**TASK DETAILS:**
Extend the news article about the pope's message for the World Day of Migrants and Refugees, picking up right after its final sentence.

(EXERCISE PASSAGE begins)

The Vatican will mark World Day of Migrants and Refugees Sept. 27 with the theme: "Forced like Jesus Christ to flee."

During a livestreamed news conference May 15, Cardinal Michael Czerny, undersecretary for the Vatican's Migrants and Refugees Section, said that this year's focus on internally displaced persons is a continuation of Francis' teachings that center on "the discarded, the forgotten, the set aside."

The pope's message for the World Day of Migrants and Refugees "is an invitation to discover them, to discover that they exist and that they are here among us; in our own country, in our own diocese, in our own parish," the cardinal said.

According to the 2020 Global Report on Internal Displacement, there are an estimated 50.8 million internally displaced persons worldwide. Among them, there are 45.7 million displaced due to conflict and violence and 5.1 million who were forced to move because of disasters.

However, Czerny said, it is yet to be seen "how much the COVID-19 pandemic is a driver of internal displacement."

In his message, the pope said the sufferings endured by internally displaced persons have only been exacerbated by the coronavirus pandemic.

"In the light of the tragic events that have marked 2020, I would like this message, although concerned with internally displaced persons, to embrace all those who are experiencing situations of precariousness, abandonment, marginalization and rejection as a result of COVID-19," he wrote.

Recalling the day's theme, the pope said that Jesus, Mary and Joseph experienced the same "tragic fate" of the displaced and refugees, a fate "marked by fear, uncertainty and unease."

Displaced people, he said, "offer us this opportunity to meet the Lord, even though our eyes find it hard to recognize him: his clothing in tatters, his feet dirty, his face disfigured, his body wounded, his tongue unable to speak our language."

Reflecting on the pastoral challenge to "welcome, protect, promote and integrate" migrants, the pope said he wished to expand on those verbs to further explain the church's mission.

(EXERCISE PASSAGE ends)
(DATA EXTRACT begins)

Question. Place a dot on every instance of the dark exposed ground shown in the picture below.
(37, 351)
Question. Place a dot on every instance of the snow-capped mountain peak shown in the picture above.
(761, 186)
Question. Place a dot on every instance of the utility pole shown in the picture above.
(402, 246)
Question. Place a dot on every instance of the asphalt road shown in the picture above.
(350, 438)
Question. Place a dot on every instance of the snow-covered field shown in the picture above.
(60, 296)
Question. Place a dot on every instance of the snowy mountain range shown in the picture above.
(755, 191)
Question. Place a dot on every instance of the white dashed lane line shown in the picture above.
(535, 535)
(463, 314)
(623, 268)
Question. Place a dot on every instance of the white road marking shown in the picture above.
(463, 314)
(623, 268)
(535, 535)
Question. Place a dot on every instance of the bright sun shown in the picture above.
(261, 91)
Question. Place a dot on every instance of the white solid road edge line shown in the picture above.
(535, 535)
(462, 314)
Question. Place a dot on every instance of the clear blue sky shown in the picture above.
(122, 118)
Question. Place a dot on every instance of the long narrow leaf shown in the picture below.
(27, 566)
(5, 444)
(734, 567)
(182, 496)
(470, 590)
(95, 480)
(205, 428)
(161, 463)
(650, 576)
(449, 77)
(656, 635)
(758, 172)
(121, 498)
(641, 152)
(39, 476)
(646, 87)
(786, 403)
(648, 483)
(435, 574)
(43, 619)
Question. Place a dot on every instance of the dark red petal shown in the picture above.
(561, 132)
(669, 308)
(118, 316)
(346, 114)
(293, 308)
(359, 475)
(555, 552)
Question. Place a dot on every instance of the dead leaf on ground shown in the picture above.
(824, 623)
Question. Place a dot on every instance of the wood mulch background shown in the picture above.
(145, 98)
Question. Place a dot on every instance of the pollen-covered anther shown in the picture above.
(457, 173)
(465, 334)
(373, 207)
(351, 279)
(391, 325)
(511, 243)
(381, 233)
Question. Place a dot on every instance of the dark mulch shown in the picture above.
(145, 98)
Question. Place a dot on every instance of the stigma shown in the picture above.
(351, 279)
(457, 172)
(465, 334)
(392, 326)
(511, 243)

(DATA EXTRACT ends)

**EXERCISE OUTPUT:**
The pope said that the precariousness experienced by many today due to the pandemic "is a constant in the lives of displaced people," and "all too often we stop at statistics" and fail to understand the suffering of those on the margins.

"But it is not about statistics, it is about real people!" he said. "If we encounter them, we will get to know more about them. And knowing their stories, we will be able to understand them."

To be close to displaced persons, he continued, means to serve them and not turn them away due to fear and prejudices that "often prevent us from becoming neighbors."

Sharing, an essential element of Christian life, is another important aspect that allows for men and women to "grow together, leaving no one behind," the pope said.

"The pandemic has reminded us how we are all in the same boat," he said. "Realizing that we have the same concerns and fears has shown us once more that no one can be saved alone," he said.

The pope said the coronavirus pandemic also serves as a reminder of the importance of co-responsibility and that in order "to promote those whom we assist, we must involve them and make them agents in their own redemption."

"To preserve our common home and make it conform more and more to God's original plan, we must commit ourselves to ensuring international cooperation, global solidarity and local commitment, leaving no one excluded," the pope said.